## begin SUPPLIED INFORMATION

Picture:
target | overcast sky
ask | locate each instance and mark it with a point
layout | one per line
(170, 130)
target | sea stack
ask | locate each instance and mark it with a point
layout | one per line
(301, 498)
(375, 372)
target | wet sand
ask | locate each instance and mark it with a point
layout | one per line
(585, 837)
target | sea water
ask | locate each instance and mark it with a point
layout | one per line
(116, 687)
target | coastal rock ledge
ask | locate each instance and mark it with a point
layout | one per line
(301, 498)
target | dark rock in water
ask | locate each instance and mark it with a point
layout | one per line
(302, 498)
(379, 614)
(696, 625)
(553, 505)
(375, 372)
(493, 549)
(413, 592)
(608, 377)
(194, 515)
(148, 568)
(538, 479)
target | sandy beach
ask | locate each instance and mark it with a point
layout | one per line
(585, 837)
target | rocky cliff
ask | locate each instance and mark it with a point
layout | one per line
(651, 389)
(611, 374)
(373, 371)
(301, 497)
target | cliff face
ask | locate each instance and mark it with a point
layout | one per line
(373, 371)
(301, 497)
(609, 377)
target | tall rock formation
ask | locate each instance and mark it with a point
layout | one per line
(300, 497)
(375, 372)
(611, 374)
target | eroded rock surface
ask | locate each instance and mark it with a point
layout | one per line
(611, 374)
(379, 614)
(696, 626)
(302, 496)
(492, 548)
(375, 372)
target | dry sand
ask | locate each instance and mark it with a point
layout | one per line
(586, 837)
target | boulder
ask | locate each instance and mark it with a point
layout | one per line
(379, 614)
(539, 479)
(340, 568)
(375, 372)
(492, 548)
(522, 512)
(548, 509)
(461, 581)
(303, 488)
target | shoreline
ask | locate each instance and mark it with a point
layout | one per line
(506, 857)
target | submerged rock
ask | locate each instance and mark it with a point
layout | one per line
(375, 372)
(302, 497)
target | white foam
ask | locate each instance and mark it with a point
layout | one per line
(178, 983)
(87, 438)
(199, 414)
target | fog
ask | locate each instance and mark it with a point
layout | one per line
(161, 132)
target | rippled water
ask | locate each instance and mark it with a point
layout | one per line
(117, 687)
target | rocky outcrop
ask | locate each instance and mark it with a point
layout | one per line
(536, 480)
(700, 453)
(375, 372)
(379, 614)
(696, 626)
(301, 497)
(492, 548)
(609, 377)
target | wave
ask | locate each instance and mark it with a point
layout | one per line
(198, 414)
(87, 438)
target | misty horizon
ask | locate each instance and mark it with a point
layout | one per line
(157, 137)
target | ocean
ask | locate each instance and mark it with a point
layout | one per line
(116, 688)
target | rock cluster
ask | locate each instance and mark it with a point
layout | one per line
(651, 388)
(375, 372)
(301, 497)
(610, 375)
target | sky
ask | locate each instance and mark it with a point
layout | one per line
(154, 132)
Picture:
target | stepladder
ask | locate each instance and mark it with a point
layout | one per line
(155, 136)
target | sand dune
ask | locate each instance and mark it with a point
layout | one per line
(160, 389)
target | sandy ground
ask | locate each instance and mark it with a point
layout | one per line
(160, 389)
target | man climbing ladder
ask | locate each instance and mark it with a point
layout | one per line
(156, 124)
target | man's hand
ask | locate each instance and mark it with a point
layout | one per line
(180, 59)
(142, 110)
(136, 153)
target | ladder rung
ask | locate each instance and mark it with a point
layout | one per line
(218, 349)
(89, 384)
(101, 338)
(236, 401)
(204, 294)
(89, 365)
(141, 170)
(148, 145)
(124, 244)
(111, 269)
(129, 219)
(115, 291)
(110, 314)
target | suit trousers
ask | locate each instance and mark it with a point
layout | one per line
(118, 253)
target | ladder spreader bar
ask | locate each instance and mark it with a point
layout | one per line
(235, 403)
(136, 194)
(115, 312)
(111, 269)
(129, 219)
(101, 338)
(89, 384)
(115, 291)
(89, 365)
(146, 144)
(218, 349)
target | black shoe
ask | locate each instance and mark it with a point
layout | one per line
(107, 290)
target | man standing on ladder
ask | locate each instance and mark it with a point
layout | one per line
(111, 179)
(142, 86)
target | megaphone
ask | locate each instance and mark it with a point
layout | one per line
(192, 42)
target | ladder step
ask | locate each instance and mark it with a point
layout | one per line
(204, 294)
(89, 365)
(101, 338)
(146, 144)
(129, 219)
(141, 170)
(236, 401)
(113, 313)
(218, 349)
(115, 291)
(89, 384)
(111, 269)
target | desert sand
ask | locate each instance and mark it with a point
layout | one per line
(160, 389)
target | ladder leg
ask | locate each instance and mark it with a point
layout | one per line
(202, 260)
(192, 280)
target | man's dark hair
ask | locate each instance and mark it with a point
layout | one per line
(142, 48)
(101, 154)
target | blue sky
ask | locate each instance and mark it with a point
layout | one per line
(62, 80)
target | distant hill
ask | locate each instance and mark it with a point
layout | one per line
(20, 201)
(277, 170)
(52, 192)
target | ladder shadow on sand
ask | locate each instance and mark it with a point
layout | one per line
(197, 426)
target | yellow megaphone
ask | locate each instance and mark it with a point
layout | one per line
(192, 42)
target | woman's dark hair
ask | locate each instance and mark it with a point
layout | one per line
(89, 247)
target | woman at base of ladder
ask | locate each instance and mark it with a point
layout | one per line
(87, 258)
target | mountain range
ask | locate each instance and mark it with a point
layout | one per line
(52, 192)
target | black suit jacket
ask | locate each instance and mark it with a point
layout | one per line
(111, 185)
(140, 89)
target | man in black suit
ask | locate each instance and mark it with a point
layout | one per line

## end SUPPLIED INFORMATION

(PROBLEM):
Could you reproduce everything from the line containing "target | woman at base of ladder" down to the end of the material, including that line, with every other line unchanged but each coordinate in the answers shifted up by 21?

(WRITTEN RESPONSE):
target | woman at base of ladder
ask | locate each instance and mark it with a point
layout | one per line
(108, 279)
target | mountain range
ask | locate each instance and mark it with a point
layout | one per line
(73, 213)
target | black suit jacket
ask | locate each instance and mark it with a point
layout | one per line
(132, 206)
(161, 110)
target | man in black suit
ask | locate each instance and mark it with a point
layout | one per line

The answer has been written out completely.